▶ _WHAT IS BEING ASKED_: Retype the forum post on the bonus die, shown below, starting at "First off, let" and ending at "die is higher.".

▶ _DOCUMENT_:
-.-.-

First off, let me say that I'm not familiar with Otherkind and not entirely sure I understand your system (though I think I do), and besides that I could just be making a mathematical blunder, but it seems to me that your assessment of the bonus die is not quite right, that the bonus die is more powerful. I have a d6 right here (actually, I have a d4, d8, a whole bunch of d10s, a d12, and a d20, but I assume you meant a d6 for your system), so what I'm going to do is roll it and actually see how a bonus to one die and a bonus die change things. The bonus die will be enclosed in [ ].
I'm making some assumptions here. First, that the target numbers are unknown, and therefore increasing the average of all the dice increases the average number of successes for all three dice. Second, I'm assuming there is no reason not to swap the lowest die with the bonus die if the bonus die is higher.
First roll: 2, 1, 4, [4]
Now, with no bonus, the dice average is 2.33. If we apply the +1 then the average is 2.67. If we swap the 1 with the bonus die, the average is 3.33. Hence, since the average of all three dice is higher the average number of successes should be much higher. Also, the 4 is much more likely to be a success than the 1.

-.-.-

▶ _DATA SHOWN_:

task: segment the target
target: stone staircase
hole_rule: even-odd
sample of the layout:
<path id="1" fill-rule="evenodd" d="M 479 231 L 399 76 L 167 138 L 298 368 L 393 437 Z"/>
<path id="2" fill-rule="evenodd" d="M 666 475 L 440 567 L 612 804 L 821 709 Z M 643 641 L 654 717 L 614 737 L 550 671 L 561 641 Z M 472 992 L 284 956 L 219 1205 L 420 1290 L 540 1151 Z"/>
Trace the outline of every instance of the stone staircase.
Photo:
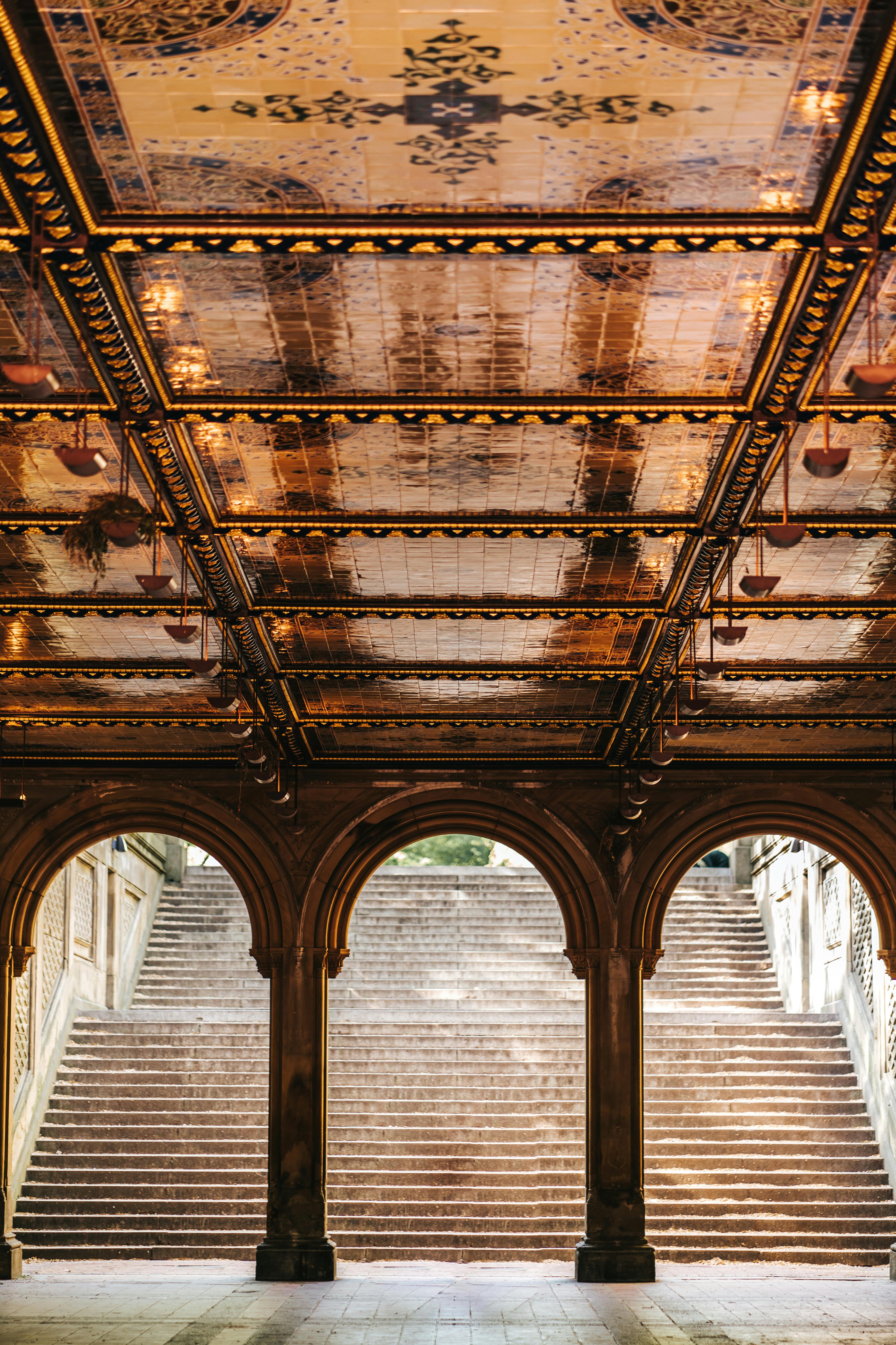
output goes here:
<path id="1" fill-rule="evenodd" d="M 251 1259 L 269 987 L 222 869 L 163 892 L 125 1013 L 75 1020 L 16 1209 L 26 1256 Z"/>
<path id="2" fill-rule="evenodd" d="M 664 944 L 645 987 L 657 1255 L 885 1264 L 896 1205 L 840 1022 L 783 1011 L 751 889 L 690 878 Z"/>
<path id="3" fill-rule="evenodd" d="M 330 982 L 347 1260 L 553 1260 L 582 1236 L 583 986 L 532 870 L 380 869 Z"/>
<path id="4" fill-rule="evenodd" d="M 673 1260 L 883 1264 L 896 1205 L 836 1018 L 786 1014 L 748 889 L 689 876 L 645 995 L 647 1236 Z M 28 1256 L 263 1236 L 267 982 L 220 869 L 167 888 L 125 1013 L 75 1021 L 16 1213 Z M 532 870 L 380 870 L 330 987 L 341 1259 L 571 1259 L 583 985 Z"/>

-.-.-

▶ _WORKED ANSWER_:
First off, let me say that I'm not familiar with Otherkind and not entirely sure I understand your system (though I think I do), and besides that I could just be making a mathematical blunder, but it seems to me that your assessment of the bonus die is not quite right, that the bonus die is more powerful. I have a d6 right here (actually, I have a d4, d8, a whole bunch of d10s, a d12, and a d20, but I assume you meant a d6 for your system), so what I'm going to do is roll it and actually see how a bonus to one die and a bonus die change things. The bonus die will be enclosed in [ ].
I'm making some assumptions here. First, that the target numbers are unknown, and therefore increasing the average of all the dice increases the average number of successes for all three dice. Second, I'm assuming there is no reason not to swap the lowest die with the bonus die if the bonus die is higher.